[Requirement]:
Copy out, word for word, the part of the powerlifting training passage starting at "In a discussion" and ending at "that rivals Olympic Pulls.".

One of the fundamental element and principles of is Conjugate Training, employs Power (Speed Training) in conjunction with Limit Strength Training.
Simmons wrote about the benefits of Power Cleans; Simmons is a student of Starr as I am.
However, Westside Powerlifting Training utilizes "Speed Deadlift (Power) Training" rather than Olympic Pulls.
Thus, the Westside Training protocol MANDATES "Speed (Power) Training needs to be employed as a means of pushing/pulling more. PAP utilize the same principle in a slightly different way
Uni-Directional Vs Bi-Directional Training
Uni-Directional Training: This is the Westside Protocol. The emphasis is having one day set aside for Limit Strength and one for "Speed" (Power).
Bi-Directional Training: This is Post-Activation Potentiation Training Program, PAP. This incorporates Strength and/or Power or Speed into the same day.
Incorporating some type of Power Training into a Limit Strength ensure you will push/pull more. How you write the programs that incorporate Power Training is up to the individual.
Tate was one of Simmons Disciples who teaches the methodology and write about it.
In a discussion with Tate years ago, we discussed the use of Olympic Pulls as a means of increasing Power Output for the Deadlift.
Tate noted he was an advocate of Olympic Pulls, as is Simmons. However, Tate stated that one of the problems is that very few Powerlifter knew what they were and had no idea of how to preform them correctly.
Thus, "Speed (Power) Deadifts" were advocated; since there was less of a learning curve with Deadlifts than Olympic Pulls.
Alternatives to Olympic Pulls
1) Trap Bar Deadlift Jumps and Banded Pulls. As I noted, research has demonstrated the Power Outputs of this movement rivals Olympic Pulls.
Explosive Trap Bar Movement are quickly and easily leaned.
2) Heavy Kettlebells Swings.
These generate an enormous about of Power that rivals Olympic Pulls.
As per Dr Bret Contreras research...
Squat Swing with 140 lb Kettlebells:
Peak Vertical Force: 2,431-2,444 Newtons
Peak Horizontal Force: 278-353 Newtons
Hip Hinge Style with 140 lbs
Peak Vertical Force: 2,325-2,550 Newtons
Peak Horizontal Force: 499-520 Newtons
KETTLEBELLS AND DEADLIFTING: A MATCH MADE IN HEAVEN?
Andy Bolton preforms them and advocate their use.

[Material shown]:
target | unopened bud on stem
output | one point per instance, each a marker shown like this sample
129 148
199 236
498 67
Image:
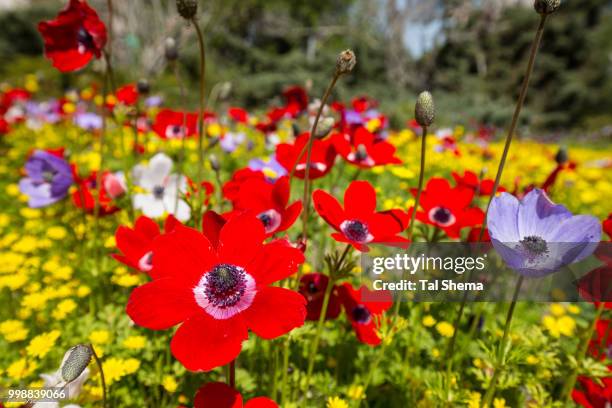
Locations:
345 62
170 49
76 363
424 109
325 126
546 6
187 8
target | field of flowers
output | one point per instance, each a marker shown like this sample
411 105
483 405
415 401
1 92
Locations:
153 257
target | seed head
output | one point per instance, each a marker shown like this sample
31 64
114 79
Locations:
345 62
214 162
424 109
170 49
76 363
187 8
546 6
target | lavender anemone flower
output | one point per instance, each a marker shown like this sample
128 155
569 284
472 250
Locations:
537 237
48 179
88 121
271 168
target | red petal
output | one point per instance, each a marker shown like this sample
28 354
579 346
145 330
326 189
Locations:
261 402
275 311
184 254
329 208
241 239
359 200
161 304
217 395
275 261
203 343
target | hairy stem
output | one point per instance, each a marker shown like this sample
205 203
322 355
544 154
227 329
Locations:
421 177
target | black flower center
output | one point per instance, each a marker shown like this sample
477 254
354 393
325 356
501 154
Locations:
534 245
225 285
361 314
361 153
355 230
442 215
265 218
158 192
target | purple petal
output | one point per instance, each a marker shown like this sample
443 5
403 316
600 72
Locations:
501 219
538 216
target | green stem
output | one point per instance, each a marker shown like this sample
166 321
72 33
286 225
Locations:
517 111
322 315
306 196
420 188
102 379
570 382
499 363
199 204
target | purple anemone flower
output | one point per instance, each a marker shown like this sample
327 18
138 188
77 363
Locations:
536 237
88 121
48 179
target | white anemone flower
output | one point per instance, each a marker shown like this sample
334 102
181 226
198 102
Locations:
160 189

[Solution to this problem]:
In a discussion with Tate years ago, we discussed the use of Olympic Pulls as a means of increasing Power Output for the Deadlift.
Tate noted he was an advocate of Olympic Pulls, as is Simmons. However, Tate stated that one of the problems is that very few Powerlifter knew what they were and had no idea of how to preform them correctly.
Thus, "Speed (Power) Deadifts" were advocated; since there was less of a learning curve with Deadlifts than Olympic Pulls.
Alternatives to Olympic Pulls
1) Trap Bar Deadlift Jumps and Banded Pulls. As I noted, research has demonstrated the Power Outputs of this movement rivals Olympic Pulls.
Explosive Trap Bar Movement are quickly and easily leaned.
2) Heavy Kettlebells Swings.
These generate an enormous about of Power that rivals Olympic Pulls.